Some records

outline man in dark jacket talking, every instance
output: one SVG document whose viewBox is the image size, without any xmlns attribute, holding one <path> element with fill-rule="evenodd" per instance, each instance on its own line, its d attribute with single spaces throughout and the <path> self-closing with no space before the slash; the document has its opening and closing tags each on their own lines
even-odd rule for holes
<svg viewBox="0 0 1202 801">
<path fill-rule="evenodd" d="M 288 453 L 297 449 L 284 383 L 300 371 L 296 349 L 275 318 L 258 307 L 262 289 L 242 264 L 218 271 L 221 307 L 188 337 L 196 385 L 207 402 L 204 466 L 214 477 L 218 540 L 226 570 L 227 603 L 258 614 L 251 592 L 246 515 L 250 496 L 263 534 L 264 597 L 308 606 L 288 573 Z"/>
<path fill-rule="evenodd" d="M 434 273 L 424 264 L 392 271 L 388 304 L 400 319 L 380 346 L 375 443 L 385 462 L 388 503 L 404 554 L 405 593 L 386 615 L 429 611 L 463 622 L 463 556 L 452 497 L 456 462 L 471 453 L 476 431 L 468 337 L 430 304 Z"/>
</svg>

● **Directive**
Show every line of the data above that contains the string "viewBox".

● **Reply to the task**
output: one SVG document whose viewBox is the image size, without any xmlns attribute, holding one <path> element with fill-rule="evenodd" per instance, each instance on its own line, its d attribute with single spaces throughout and the <path> self-closing with no space before the slash; the document has its opening and closing tags each on their own lines
<svg viewBox="0 0 1202 801">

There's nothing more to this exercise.